### ЧТО НУЖНО СДЕЛАТЬ
a) Какой пост занимает Вадим Терёхин, согласно вступлению к интервью?
b) Перепишите из интервью фрагмент от «Существует ли понятие» до «явлением вам Слова?» включительно.

Вадим Терёхин: «Библия – вот Книга Книг!»

Существует ли понятие «калужской литературы»? Какое место занимает сегодня русская поэзия в умах россиян? Об этом и многом другом – поэт, председатель Калужского областного отделения Союза писателей России Вадим Терёхин

- Вадим Фёдорович, когда вы впервые различили в себе поэтический голос? Помните ли вы момент, когда к вам пришла первая поэтическая строка, первая рифма? Как это было, и какова была первая мысль, овладевшая тогда вами в связи с нежданным явлением вам Слова?

- В самом начале хочу сказать, что вопросы, которые вы, Сергей, задаёте - глобальны, и каждый из них достоин целой книги.

Лет в 14 я пытался улучшить есенинские строки «Не вчера ли я молодость пропил// Разлюбил ли тебя не вчера…». Мне казалось, что мой жизненный опыт уже позволяет такое вмешательств в его творчество. И дальше начался период длительных попыток создать что-то своё, который не закончился даже в стремительно пришедшей зрелости.

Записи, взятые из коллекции
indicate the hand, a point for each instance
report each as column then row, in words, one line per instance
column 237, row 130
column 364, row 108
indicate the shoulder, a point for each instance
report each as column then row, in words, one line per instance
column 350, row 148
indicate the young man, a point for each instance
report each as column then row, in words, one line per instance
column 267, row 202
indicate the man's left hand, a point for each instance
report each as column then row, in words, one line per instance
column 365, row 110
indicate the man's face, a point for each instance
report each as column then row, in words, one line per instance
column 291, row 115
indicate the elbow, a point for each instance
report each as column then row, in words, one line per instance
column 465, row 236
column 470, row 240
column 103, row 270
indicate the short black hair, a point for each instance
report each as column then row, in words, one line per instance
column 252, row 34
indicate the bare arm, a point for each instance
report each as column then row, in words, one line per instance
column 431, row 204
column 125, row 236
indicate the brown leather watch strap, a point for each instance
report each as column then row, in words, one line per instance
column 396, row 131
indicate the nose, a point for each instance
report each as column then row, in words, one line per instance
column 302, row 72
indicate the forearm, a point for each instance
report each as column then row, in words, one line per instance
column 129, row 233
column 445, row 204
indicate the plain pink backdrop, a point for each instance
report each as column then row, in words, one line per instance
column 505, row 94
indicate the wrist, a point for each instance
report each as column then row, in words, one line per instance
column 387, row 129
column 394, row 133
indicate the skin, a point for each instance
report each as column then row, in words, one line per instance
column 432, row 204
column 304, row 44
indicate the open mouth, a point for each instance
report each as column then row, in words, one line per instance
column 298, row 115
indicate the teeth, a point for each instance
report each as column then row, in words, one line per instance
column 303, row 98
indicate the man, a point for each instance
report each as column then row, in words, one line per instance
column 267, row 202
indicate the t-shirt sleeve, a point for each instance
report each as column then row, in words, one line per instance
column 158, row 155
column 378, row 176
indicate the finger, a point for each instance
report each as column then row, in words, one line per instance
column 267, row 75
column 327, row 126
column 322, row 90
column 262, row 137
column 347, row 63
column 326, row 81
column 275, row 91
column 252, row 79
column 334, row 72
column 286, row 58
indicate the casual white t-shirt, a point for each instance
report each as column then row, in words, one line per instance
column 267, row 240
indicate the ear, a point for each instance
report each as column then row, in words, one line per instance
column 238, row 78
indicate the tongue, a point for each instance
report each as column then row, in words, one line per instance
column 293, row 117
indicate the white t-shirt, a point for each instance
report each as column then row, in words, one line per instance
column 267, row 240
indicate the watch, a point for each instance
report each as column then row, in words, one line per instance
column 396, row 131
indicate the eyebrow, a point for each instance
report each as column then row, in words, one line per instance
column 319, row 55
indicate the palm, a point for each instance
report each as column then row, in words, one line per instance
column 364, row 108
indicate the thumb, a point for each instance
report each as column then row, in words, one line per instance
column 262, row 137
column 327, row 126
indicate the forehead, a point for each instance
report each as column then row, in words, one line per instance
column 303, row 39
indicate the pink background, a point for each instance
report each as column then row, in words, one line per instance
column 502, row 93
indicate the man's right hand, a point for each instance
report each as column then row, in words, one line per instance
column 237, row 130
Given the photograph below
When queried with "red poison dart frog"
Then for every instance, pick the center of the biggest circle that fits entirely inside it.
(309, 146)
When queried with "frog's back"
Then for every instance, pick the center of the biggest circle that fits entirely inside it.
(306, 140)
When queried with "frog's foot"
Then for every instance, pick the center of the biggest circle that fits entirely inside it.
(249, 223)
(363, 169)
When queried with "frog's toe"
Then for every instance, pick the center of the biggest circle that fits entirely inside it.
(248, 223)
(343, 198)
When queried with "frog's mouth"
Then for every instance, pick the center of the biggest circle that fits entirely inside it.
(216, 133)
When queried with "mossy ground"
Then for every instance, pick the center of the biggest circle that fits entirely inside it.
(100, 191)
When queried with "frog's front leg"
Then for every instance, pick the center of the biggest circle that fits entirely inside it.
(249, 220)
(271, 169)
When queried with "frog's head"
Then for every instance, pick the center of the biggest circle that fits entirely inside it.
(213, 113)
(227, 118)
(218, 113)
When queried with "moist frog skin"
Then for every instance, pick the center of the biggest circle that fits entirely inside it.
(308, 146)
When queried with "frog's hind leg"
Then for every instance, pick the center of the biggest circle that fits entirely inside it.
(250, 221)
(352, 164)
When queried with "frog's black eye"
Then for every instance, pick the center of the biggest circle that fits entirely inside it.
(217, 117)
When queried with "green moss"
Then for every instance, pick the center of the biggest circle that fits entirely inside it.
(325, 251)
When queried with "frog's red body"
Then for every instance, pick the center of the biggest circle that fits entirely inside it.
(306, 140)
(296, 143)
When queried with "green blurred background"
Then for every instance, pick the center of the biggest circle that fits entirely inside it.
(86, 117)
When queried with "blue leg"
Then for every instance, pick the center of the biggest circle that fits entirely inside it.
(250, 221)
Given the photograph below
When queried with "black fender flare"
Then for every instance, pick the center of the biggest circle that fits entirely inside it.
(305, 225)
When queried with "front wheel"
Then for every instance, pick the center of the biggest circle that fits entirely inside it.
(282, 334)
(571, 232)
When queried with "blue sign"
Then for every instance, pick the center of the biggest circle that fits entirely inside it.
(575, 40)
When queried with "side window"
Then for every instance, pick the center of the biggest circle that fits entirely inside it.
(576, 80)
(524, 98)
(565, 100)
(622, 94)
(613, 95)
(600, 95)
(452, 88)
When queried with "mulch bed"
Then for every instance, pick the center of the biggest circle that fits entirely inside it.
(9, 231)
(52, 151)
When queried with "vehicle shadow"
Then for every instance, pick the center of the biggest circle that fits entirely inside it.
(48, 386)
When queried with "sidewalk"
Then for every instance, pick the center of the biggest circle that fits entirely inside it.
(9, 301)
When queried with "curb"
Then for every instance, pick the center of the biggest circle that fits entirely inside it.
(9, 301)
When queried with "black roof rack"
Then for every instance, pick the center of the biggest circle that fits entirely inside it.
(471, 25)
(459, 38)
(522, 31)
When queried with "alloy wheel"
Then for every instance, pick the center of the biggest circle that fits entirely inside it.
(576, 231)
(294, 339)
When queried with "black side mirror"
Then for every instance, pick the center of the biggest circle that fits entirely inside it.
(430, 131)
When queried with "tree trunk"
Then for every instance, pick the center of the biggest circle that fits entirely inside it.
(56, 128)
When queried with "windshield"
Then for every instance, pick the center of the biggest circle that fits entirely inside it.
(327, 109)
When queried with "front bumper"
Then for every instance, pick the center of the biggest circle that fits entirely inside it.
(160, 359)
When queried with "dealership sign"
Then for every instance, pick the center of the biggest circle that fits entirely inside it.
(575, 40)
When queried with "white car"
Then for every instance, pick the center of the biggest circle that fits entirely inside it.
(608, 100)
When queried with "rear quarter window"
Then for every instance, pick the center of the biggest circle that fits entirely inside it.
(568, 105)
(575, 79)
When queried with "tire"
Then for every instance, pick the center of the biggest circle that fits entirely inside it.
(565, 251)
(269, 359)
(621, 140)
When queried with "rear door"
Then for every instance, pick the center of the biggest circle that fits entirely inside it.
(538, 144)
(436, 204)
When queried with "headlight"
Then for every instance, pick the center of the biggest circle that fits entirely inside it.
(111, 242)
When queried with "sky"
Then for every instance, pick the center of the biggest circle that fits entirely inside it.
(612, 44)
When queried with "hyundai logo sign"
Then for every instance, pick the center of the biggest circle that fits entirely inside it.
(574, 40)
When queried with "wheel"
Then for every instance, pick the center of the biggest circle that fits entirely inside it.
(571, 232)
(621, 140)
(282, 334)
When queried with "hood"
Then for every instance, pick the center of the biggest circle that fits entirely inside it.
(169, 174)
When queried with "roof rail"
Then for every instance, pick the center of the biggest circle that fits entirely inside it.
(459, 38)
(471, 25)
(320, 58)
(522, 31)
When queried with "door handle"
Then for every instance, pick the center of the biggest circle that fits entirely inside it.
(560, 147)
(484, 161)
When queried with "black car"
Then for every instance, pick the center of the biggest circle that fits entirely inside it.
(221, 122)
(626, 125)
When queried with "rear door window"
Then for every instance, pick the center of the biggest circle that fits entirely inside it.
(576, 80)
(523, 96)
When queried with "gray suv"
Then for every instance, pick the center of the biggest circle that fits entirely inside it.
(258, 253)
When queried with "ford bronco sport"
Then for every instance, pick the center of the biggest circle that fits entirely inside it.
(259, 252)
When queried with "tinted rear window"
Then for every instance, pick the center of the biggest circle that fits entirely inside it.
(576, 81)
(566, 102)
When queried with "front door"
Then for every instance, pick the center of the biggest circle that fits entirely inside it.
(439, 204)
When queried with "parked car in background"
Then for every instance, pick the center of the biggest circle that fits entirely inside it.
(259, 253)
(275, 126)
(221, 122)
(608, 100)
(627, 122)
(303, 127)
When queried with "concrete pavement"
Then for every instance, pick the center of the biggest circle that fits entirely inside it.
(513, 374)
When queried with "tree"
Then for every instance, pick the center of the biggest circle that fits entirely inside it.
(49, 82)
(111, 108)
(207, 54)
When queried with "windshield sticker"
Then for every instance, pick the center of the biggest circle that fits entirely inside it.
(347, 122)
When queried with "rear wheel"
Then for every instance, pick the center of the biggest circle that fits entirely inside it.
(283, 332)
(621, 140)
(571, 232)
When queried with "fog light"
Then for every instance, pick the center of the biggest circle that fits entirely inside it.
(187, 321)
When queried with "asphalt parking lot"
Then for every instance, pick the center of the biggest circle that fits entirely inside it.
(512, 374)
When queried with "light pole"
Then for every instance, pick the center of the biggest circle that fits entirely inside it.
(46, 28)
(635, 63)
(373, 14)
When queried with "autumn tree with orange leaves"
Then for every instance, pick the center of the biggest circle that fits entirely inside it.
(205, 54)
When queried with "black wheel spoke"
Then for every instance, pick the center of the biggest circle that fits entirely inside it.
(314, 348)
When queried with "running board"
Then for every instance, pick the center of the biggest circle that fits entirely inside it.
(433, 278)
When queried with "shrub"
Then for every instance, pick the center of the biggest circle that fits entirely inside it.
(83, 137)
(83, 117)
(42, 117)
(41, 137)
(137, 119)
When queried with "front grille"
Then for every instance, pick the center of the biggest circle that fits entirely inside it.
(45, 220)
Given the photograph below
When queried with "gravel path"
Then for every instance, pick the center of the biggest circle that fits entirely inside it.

### ОТВЕТЫ ПО ЗАДАНИЯМ
a) Он председатель Калужского областного отделения Союза писателей России.

b)
Существует ли понятие «калужской литературы»? Какое место занимает сегодня русская поэзия в умах россиян? Об этом и многом другом – поэт, председатель Калужского областного отделения Союза писателей России Вадим Терёхин

- Вадим Фёдорович, когда вы впервые различили в себе поэтический голос? Помните ли вы момент, когда к вам пришла первая поэтическая строка, первая рифма? Как это было, и какова была первая мысль, овладевшая тогда вами в связи с нежданным явлением вам Слова?